SELECTED EXTRACT:
□ □ □ □ □
Note that none of the functions modify state, even employee-list doesn’t change throughout the operation. We could run the commented operations on line 24 and 27 until we’re blue in the face, but that wouldn’t change the results.

Context ‘Boxes’

One tool that functional programmers like to use, and is implemented in many languages, is context wrapping. This is when we take a value (or a function) and wrap it in a box. One you might be familiar with is Maybe/Option/Optional. Maybe Int can have one of two results depending on the context; it can be Just Int (i.e. Just 5) or it can be Nothing.

The language used can differ — Just/Some, or Nil/None/Nothing — but the idea behind context wrapping is that we can ‘box up’ two or more types of result into one value, and only unbox them only when we need to.

Context comes in a variety of forms, most of which have arcane mathematical names but are very easy to understand (you’re probably already using them). Aditya Bhargava did a much better job than I could possibly do at explaining the different kinds of wrappers explaining the different kinds of wrappers using diagrams and plain English, but the core ones are:

  • Functors, which are context wrappers which define how functions can be applied to their boxed values;
  • Applications, which are context wrappers which define how boxed functions can be applied to their boxed values; and
  • Monads, which are context wrappers which define how a function which returns a boxed value can be applied to their boxed values.

Maybe, in Haskell, is an example of all three. It defines how functions can be applied to its value, how boxed functions can be applied to its value, and how functions which return boxed values can be applied to its value. I really recommend reading Bhargava’s piece on the subject, as the diagrams make this a lot more digestible, but if you’ve worked with Options, Futures, Eithers, or anything similar which wraps a value, chances are you’re already using context day-to-day (or you’re a banker, in which case, these terms have very different meanings).

The value of context is twofold:

  • By putting the logic about how to handle null values, errors, and other non-golden path circumstances into the boxes, we prevent ourselves from having to think about them in all the functions that handle them — no more if (x === null) || (x === “”) guard clauses, and no more “you forgot to test the null case” on pull requests;
  • We can pass the context all the way through our data transformation ‘plumbing’, and handle the edge cases at the edges. Instead of having to determine what to do when an exception is thrown, or a calculation returns null, and re-plumb our logic on the fly, we can surface the error to the edge and handle it there, keeping as much pure code as possible.
□ □ □ □ □
[Items listed in a dataset]
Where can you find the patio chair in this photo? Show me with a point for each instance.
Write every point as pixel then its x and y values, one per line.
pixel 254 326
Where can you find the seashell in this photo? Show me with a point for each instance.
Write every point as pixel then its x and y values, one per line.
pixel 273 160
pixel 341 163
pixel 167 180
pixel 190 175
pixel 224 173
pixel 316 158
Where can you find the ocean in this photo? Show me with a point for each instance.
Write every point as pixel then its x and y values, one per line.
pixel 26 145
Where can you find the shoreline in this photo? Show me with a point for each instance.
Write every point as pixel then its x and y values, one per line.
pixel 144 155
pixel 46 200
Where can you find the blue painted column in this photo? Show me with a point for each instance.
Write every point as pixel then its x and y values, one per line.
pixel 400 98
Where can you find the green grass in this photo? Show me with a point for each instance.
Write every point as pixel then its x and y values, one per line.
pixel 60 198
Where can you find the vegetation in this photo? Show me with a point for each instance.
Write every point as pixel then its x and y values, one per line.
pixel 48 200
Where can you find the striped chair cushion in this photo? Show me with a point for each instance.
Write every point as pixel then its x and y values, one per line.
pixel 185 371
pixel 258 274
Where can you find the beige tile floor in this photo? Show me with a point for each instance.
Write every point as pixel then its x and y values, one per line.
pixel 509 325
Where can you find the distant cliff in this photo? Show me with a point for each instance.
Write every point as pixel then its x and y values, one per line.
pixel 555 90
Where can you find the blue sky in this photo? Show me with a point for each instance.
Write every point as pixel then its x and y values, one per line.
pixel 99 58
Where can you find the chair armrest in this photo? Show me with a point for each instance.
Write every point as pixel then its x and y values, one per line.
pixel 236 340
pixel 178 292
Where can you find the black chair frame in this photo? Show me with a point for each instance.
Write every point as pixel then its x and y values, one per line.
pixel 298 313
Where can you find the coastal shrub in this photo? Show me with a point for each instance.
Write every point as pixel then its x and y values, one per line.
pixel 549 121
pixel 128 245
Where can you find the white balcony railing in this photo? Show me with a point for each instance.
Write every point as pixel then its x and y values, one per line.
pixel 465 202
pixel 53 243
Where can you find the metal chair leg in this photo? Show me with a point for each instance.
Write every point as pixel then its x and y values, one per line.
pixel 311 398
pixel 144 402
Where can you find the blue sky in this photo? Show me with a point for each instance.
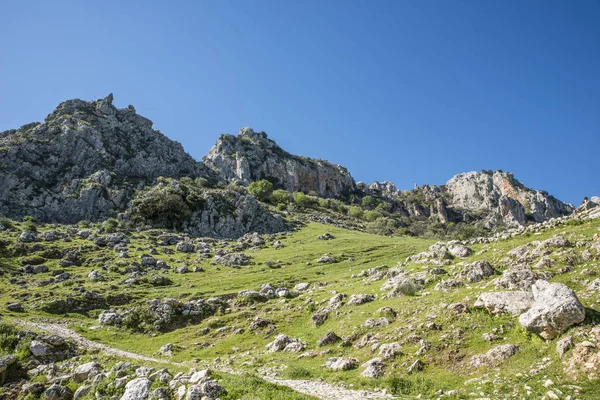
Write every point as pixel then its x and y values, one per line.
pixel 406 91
□ □ □ □ □
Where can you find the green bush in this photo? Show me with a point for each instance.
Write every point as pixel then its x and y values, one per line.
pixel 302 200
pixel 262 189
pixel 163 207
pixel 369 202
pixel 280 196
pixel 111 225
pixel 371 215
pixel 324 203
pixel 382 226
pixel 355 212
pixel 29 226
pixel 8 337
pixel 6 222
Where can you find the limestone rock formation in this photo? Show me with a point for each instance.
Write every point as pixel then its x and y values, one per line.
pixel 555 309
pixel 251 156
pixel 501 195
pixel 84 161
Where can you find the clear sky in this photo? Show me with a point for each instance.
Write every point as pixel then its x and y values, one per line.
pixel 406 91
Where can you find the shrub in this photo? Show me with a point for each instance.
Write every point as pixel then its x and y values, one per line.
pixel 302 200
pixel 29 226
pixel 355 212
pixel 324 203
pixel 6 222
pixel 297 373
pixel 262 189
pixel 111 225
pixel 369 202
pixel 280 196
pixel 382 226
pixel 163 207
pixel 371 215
□ □ □ □ □
AIM:
Copy the passage on functional programming, beginning at the words "Note that none" and stopping after "when we need to.", and change "context wrapping" to "value boxing" throughout.

SOLUTION FOR THIS PROBLEM:
Note that none of the functions modify state, even employee-list doesn’t change throughout the operation. We could run the commented operations on line 24 and 27 until we’re blue in the face, but that wouldn’t change the results.

Context ‘Boxes’

One tool that functional programmers like to use, and is implemented in many languages, is value boxing. This is when we take a value (or a function) and wrap it in a box. One you might be familiar with is Maybe/Option/Optional. Maybe Int can have one of two results depending on the context; it can be Just Int (i.e. Just 5) or it can be Nothing.

The language used can differ — Just/Some, or Nil/None/Nothing — but the idea behind value boxing is that we can ‘box up’ two or more types of result into one value, and only unbox them only when we need to.